Exercise directions
Extract every line of the records below that contains the word "door", and copy each such line in full.

☆ ☆ ☆ ☆ ☆ ☆ ☆

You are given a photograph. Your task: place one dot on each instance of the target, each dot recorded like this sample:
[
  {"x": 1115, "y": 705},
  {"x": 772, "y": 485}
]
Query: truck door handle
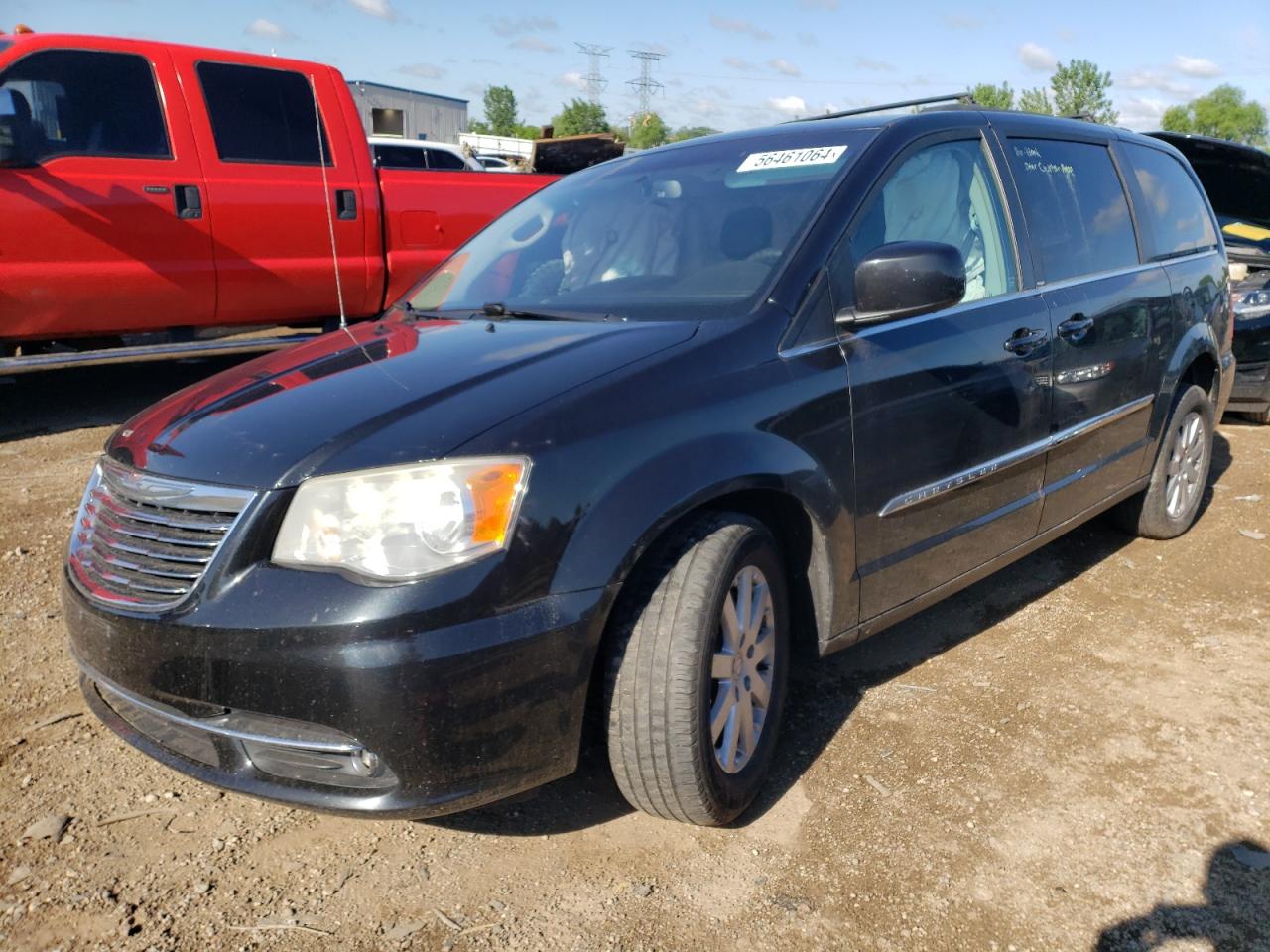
[
  {"x": 1024, "y": 340},
  {"x": 345, "y": 200},
  {"x": 190, "y": 200},
  {"x": 1076, "y": 327}
]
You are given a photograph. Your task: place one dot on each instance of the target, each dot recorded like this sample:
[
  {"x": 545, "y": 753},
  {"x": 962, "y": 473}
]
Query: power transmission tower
[
  {"x": 645, "y": 85},
  {"x": 593, "y": 81}
]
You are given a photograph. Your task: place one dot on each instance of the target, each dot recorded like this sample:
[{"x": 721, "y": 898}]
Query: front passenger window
[{"x": 945, "y": 193}]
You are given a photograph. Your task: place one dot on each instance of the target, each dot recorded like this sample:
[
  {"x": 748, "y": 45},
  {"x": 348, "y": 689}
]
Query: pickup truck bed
[{"x": 151, "y": 188}]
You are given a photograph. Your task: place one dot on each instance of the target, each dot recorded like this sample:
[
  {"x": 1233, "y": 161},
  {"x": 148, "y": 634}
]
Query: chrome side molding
[{"x": 933, "y": 490}]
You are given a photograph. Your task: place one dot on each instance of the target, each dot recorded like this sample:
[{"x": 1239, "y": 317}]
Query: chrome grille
[{"x": 144, "y": 540}]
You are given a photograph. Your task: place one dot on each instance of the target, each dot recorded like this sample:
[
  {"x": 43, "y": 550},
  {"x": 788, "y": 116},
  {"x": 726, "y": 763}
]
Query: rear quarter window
[
  {"x": 262, "y": 116},
  {"x": 1076, "y": 208},
  {"x": 1174, "y": 216}
]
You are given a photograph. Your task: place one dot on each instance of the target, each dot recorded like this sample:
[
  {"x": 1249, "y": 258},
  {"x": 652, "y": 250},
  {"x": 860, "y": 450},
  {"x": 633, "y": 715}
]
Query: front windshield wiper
[{"x": 502, "y": 312}]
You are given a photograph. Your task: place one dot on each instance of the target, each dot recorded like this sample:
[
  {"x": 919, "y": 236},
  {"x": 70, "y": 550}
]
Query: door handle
[
  {"x": 190, "y": 200},
  {"x": 345, "y": 203},
  {"x": 1024, "y": 340},
  {"x": 1075, "y": 327}
]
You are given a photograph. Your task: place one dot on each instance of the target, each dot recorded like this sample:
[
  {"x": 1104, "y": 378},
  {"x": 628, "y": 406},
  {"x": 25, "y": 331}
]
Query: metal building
[{"x": 391, "y": 111}]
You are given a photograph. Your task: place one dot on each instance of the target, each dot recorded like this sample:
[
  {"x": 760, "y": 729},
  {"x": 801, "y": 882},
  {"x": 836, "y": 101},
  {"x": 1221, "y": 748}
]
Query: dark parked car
[
  {"x": 640, "y": 438},
  {"x": 1237, "y": 180}
]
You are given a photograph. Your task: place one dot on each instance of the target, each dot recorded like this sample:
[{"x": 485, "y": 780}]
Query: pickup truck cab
[
  {"x": 656, "y": 429},
  {"x": 151, "y": 186}
]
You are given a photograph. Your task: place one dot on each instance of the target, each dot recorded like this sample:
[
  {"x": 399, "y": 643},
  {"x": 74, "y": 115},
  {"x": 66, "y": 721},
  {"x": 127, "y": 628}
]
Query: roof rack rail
[{"x": 907, "y": 103}]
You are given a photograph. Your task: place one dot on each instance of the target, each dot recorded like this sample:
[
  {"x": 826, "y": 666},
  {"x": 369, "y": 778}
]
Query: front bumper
[{"x": 367, "y": 719}]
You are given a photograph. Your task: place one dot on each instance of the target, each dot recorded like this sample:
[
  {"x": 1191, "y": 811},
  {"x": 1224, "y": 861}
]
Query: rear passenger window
[
  {"x": 1078, "y": 212},
  {"x": 81, "y": 102},
  {"x": 1175, "y": 214},
  {"x": 262, "y": 116}
]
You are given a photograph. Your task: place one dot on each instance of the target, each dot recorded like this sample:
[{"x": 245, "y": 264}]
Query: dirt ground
[{"x": 1072, "y": 754}]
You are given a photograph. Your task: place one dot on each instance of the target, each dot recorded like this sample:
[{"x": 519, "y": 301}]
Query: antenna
[
  {"x": 330, "y": 213},
  {"x": 645, "y": 85},
  {"x": 593, "y": 80}
]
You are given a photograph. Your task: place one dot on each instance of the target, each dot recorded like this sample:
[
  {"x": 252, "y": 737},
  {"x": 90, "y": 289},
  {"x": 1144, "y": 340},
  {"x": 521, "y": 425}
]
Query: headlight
[
  {"x": 403, "y": 522},
  {"x": 1251, "y": 303}
]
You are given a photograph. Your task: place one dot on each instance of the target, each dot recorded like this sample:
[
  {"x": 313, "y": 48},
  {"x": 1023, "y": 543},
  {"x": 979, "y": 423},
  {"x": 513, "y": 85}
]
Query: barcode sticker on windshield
[{"x": 788, "y": 158}]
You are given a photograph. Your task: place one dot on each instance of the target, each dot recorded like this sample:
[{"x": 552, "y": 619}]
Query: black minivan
[{"x": 638, "y": 442}]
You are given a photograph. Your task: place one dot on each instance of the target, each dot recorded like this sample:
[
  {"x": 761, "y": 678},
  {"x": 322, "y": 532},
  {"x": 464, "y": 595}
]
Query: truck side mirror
[
  {"x": 16, "y": 130},
  {"x": 906, "y": 280}
]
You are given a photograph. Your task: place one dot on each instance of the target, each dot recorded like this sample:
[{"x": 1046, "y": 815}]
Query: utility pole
[
  {"x": 593, "y": 81},
  {"x": 645, "y": 85}
]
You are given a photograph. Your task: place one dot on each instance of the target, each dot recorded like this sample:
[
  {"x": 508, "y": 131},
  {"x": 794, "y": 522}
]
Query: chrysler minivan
[{"x": 644, "y": 438}]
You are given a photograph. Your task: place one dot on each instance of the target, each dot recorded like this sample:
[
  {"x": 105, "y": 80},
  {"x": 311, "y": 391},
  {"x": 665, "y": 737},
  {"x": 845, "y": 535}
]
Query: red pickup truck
[{"x": 154, "y": 191}]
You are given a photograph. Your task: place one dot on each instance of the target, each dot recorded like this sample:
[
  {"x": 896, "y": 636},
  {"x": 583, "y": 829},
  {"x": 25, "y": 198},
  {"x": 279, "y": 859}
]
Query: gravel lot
[{"x": 1072, "y": 754}]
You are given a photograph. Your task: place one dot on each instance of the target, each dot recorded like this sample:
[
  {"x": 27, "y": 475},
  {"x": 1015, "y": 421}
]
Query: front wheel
[
  {"x": 1171, "y": 500},
  {"x": 698, "y": 671}
]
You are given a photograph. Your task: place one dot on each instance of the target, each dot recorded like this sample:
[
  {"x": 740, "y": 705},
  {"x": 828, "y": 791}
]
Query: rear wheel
[
  {"x": 698, "y": 671},
  {"x": 1171, "y": 500}
]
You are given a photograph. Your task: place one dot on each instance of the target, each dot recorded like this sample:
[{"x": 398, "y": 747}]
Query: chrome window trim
[{"x": 933, "y": 490}]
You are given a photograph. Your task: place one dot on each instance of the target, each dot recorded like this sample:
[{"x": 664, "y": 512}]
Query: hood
[
  {"x": 373, "y": 395},
  {"x": 1237, "y": 181}
]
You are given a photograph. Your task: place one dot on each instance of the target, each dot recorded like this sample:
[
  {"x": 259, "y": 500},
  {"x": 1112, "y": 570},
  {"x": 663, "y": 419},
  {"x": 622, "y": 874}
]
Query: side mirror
[
  {"x": 16, "y": 130},
  {"x": 906, "y": 280}
]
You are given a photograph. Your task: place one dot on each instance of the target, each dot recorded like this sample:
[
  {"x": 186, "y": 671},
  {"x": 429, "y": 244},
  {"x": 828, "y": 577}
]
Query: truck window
[
  {"x": 400, "y": 158},
  {"x": 441, "y": 159},
  {"x": 82, "y": 102},
  {"x": 262, "y": 116},
  {"x": 1076, "y": 207},
  {"x": 1176, "y": 220}
]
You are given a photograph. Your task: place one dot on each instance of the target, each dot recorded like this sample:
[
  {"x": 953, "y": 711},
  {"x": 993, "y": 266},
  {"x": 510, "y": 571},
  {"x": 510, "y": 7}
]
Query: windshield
[{"x": 694, "y": 232}]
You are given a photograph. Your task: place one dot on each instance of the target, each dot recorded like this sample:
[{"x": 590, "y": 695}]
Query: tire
[
  {"x": 661, "y": 690},
  {"x": 1171, "y": 500}
]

☆ ☆ ☆ ☆ ☆ ☆ ☆

Answer to this problem
Query: truck door handle
Query: door handle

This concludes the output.